Repeat each line word for word.
□ □ □ □
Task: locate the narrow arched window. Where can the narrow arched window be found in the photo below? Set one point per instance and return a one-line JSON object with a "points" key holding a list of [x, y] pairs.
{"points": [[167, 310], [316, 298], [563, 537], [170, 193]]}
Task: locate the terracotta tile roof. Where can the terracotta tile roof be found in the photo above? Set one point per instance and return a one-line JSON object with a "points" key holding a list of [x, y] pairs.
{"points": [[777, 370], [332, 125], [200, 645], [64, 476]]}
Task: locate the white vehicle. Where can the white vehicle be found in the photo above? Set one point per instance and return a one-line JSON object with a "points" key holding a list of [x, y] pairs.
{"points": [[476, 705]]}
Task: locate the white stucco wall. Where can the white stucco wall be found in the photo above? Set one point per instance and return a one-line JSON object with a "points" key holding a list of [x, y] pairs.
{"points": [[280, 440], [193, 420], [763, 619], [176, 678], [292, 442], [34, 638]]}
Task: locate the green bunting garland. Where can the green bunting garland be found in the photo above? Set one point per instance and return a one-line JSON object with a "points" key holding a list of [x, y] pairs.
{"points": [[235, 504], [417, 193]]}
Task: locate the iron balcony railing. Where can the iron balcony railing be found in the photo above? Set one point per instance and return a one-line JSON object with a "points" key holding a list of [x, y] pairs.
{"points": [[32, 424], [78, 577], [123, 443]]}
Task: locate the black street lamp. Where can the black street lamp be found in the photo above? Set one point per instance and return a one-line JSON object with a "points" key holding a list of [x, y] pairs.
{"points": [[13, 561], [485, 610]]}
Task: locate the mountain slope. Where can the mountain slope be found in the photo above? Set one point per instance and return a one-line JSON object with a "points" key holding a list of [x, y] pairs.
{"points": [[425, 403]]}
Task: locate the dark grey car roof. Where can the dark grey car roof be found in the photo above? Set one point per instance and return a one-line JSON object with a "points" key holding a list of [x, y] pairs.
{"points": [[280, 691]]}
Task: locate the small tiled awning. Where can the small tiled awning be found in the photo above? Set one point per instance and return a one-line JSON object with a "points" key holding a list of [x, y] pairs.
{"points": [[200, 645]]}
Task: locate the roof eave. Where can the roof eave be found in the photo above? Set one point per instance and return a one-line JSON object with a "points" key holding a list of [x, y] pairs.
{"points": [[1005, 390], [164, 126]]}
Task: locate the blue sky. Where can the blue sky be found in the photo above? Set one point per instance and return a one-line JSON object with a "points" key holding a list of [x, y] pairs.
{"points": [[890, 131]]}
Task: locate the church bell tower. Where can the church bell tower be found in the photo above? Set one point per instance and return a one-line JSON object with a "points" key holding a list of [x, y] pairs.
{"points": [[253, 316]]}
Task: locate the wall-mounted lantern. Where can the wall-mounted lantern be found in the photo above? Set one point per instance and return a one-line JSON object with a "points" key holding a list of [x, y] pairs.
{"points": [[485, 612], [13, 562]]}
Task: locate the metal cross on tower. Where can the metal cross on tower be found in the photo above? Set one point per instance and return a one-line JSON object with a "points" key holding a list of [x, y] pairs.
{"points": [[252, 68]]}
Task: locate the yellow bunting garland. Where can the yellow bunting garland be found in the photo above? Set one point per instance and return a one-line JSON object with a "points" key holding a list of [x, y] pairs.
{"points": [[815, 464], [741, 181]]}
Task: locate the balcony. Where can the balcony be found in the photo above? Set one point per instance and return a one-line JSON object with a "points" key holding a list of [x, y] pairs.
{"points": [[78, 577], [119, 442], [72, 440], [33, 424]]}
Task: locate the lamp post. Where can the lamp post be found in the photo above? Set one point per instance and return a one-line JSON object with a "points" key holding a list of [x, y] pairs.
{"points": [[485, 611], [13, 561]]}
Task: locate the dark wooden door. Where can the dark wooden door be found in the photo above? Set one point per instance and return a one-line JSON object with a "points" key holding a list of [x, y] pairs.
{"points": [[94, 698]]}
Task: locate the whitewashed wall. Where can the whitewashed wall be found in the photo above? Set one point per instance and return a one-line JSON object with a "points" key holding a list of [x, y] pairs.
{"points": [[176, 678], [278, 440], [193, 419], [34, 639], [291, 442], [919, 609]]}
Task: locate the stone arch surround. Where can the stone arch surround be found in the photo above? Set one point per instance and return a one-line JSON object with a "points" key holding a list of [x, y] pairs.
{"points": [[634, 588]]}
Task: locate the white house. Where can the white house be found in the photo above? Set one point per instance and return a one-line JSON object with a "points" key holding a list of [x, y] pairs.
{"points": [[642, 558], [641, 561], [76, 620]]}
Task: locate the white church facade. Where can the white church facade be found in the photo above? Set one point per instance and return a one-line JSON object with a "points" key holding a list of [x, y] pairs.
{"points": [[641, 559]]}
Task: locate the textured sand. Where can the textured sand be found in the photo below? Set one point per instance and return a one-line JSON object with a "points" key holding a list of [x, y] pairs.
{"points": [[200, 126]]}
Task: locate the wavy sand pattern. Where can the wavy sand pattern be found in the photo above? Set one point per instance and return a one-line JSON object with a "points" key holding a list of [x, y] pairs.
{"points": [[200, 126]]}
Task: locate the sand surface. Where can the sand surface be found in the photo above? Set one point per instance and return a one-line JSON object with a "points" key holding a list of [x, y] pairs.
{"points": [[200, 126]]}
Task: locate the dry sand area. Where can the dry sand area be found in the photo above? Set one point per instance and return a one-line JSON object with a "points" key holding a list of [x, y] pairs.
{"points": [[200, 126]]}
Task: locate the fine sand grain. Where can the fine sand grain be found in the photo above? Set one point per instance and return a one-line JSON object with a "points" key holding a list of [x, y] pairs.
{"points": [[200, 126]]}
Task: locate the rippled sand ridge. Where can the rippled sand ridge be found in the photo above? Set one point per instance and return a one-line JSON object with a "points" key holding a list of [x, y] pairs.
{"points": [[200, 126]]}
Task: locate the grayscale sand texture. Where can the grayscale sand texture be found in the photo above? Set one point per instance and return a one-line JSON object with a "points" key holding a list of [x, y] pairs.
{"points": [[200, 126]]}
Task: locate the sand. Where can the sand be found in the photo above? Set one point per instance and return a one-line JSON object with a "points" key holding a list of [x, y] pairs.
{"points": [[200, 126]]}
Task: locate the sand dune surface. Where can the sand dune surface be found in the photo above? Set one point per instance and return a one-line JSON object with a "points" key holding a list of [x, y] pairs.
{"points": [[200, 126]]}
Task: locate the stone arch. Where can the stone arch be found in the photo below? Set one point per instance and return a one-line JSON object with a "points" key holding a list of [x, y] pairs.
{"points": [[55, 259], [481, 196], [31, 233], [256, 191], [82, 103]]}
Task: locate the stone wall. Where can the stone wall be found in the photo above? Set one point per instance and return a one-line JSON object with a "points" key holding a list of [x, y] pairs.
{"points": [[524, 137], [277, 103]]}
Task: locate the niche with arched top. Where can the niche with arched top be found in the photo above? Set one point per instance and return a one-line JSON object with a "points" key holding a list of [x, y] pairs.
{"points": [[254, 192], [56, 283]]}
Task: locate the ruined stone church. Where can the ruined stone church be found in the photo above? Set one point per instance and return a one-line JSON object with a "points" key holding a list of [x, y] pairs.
□ □ □ □
- _Answer_
Task: locate the narrow arched window. Where can the narrow arched window be found in the photo below? Set one point per instance and return a one-line JSON object with a "points" key holding a list of [x, y] pairs.
{"points": [[167, 310], [316, 298], [563, 537], [170, 193]]}
Task: locate the terracotta tile roof. Where can the terracotta tile roof be found in the photo above? Set one point per instance and return a one-line JSON object with a "points" key holding a list of [x, y] pairs.
{"points": [[777, 370], [332, 125], [200, 645], [64, 476]]}
Task: locate the white vehicle. Where can the white vehicle be found in the photo above? Set one point per instance and return a one-line JSON object with a "points" key holding a list of [x, y] pairs.
{"points": [[476, 705]]}
Task: locate the white stucco wall. Where can the white stucco wall be found in the photo above? Set one point per instance and return a one-line JSON object with a "points" key holding a list of [x, y] pairs.
{"points": [[280, 440], [193, 420], [763, 619], [176, 678], [292, 442], [34, 638]]}
Task: locate the green bunting garland. Where can the green bunting garland be found in the photo above? Set one point per instance and return a one-line JSON object with a "points" key holding a list of [x, y] pairs.
{"points": [[235, 504], [417, 193]]}
Task: locate the iron balcony railing. Where can the iron balcony railing be found in the photo above? Set one point per instance and return a one-line JSON object with a "points" key holding a list of [x, y] pairs.
{"points": [[32, 424], [78, 577], [123, 443]]}
Task: locate the black street lamp. Where can the black street lamp be found in the photo above? Set one point per instance and return a one-line JSON object with a "points" key holding a list of [x, y] pairs.
{"points": [[13, 561], [485, 610]]}
Task: locate the mountain slope. Where can the mountain slope be found in the photo above? Set one point per instance and return a one-line JSON object with a "points" key holding a list of [x, y] pairs.
{"points": [[425, 403]]}
Task: locate the dark grey car roof. Where can the dark grey car roof be found in the photo above? Set one point per instance and return a one-line JSON object with a "points" key holding a list of [x, y] pairs.
{"points": [[280, 691]]}
Task: locate the small tiled awning. Where can the small tiled awning be found in the photo above? Set one point per instance and return a one-line JSON object with a "points" key holding a list of [x, y] pairs.
{"points": [[200, 645]]}
Task: locate the roof eave. Where can the roof eave be found in the photo above? Set one point per instance and return a one-line JSON object with a "points" key holding a list of [x, y] pairs.
{"points": [[1005, 390], [164, 126]]}
Task: locate the blue sky. Where can the blue sky be found in the photo above? Set one point per instance and return a one-line JSON object with a "points" key holding a list of [x, y] pairs.
{"points": [[890, 131]]}
Task: locate the church bell tower. Where can the church bell tower be found in the photo above? Set one point per instance and return a one-line JSON object with a "points" key holding a list of [x, y] pairs.
{"points": [[253, 316]]}
Task: locate the wall-mounted lantern. Where can the wall-mounted lantern be found in the photo above? Set one point per instance and return a one-line JSON object with a "points" key holding a list of [x, y] pairs.
{"points": [[485, 612], [13, 562]]}
Task: locate the metal cross on tower. Where can the metal cross on tower be found in the photo above? Set one point per instance and return a one-line JSON object with a "points" key holding a list of [x, y] pairs.
{"points": [[252, 68]]}
Task: locate the yellow bunting garland. Where can the yellow bunting garland be found in the photo above? Set one point per instance and return a one-line JSON object with a "points" key holding a list of [x, y] pairs.
{"points": [[815, 464], [741, 181]]}
Task: locate the balcony. Where can the balcony be found in the photo above? Set one point per instance and return a one-line JSON object with a "points" key holding a list of [x, y] pairs.
{"points": [[78, 577], [119, 442], [72, 440], [33, 424]]}
Task: locate the lamp post. Where can the lamp post be found in the photo above? Set one point per instance and return a one-line JSON object with a "points" key holding a list of [x, y] pairs.
{"points": [[485, 611], [13, 561]]}
Task: locate the dark wooden door. Where can the dark wooden door be found in the photo above? Set one point per instance and return a one-line JSON object with a "points" key holding a list of [x, y] pairs.
{"points": [[94, 698]]}
Task: locate the whitewashed wall. Where can the whitewashed wall be found in the photo above? Set one point per instance and return a one-line JSON object with a "points" key holding a list of [x, y] pairs.
{"points": [[176, 678], [278, 440], [193, 419], [34, 639], [291, 442], [919, 609]]}
Task: locate the stone arch surround. Where can the stone arch surround be found in the photo above? Set one point per instance and return a one-line JSON object with a "points" key holding a list of [x, y] pairs.
{"points": [[634, 588]]}
Task: locate the white house. Where can the white house be found in the photo above? Set one point per instance and return a one-line JSON object with a "points" key holding a list of [x, y] pairs.
{"points": [[642, 558], [641, 561], [76, 620]]}
Task: locate the white church facade. Where can the white church facade be found in the photo above? Set one point per instance and return a one-line JSON object with a "points" key holding a list of [x, y] pairs.
{"points": [[641, 559]]}
Task: locate the textured sand. Where can the textured sand be found in the photo below? Set one point per instance and return a one-line JSON object with a "points" key holding a list of [x, y] pairs.
{"points": [[200, 126]]}
Task: locate the wavy sand pattern. Where can the wavy sand pattern be found in the photo above? Set one point per instance and return a one-line JSON object with a "points" key holding a list of [x, y] pairs.
{"points": [[200, 126]]}
Task: locate the sand surface. Where can the sand surface be found in the photo above? Set one point per instance and return a one-line JSON object with a "points" key holding a list of [x, y] pairs.
{"points": [[200, 126]]}
Task: locate the dry sand area. Where can the dry sand area be found in the photo above? Set one point per instance and return a one-line JSON object with a "points" key holding a list of [x, y] pairs.
{"points": [[200, 126]]}
Task: locate the fine sand grain. Where can the fine sand grain be found in the photo above? Set one point per instance and return a one-line JSON object with a "points" key holding a list of [x, y] pairs.
{"points": [[200, 126]]}
Task: locate the rippled sand ridge. Where can the rippled sand ridge be found in the photo above? Set one point per instance and return a one-line JSON object with a "points" key holding a list of [x, y] pairs.
{"points": [[200, 126]]}
Task: locate the grayscale sand texture. Where can the grayscale sand texture be found in the photo above? Set one point per instance and return a one-line JSON object with a "points" key holding a list of [x, y] pairs.
{"points": [[200, 126]]}
Task: locate the sand. Where can the sand be found in the photo above? Set one point per instance and return a one-line JSON object with a "points" key holding a list of [x, y] pairs.
{"points": [[200, 126]]}
Task: locate the sand dune surface. Where can the sand dune surface be found in the photo above? Set one point per instance and return a one-line JSON object with a "points" key holding a list of [x, y] pairs.
{"points": [[200, 126]]}
Task: locate the stone arch. Where can the stone arch be found in the photo below? Set one point per instance and return a one-line JSON object with a "points" key holding a list of [x, y] pairs.
{"points": [[55, 259], [481, 196], [31, 233], [256, 191], [82, 103]]}
Task: locate the stone wall. Where can the stone wall be found in the photo above? Set one point per instance and return a one-line JSON object with a "points" key holding a list of [x, y] pairs.
{"points": [[524, 137], [277, 103]]}
Task: locate the niche with arched top. Where can the niche with arched top be found in the photo above? Set one point per instance and return a one-line JSON object with a "points" key holding a list of [x, y] pairs.
{"points": [[254, 192], [56, 283]]}
Task: locate the ruined stone church. Where can the ruined stone church be found in the photo above? Set one point per instance and return a one-line JSON object with a "points" key holding a list of [x, y] pairs.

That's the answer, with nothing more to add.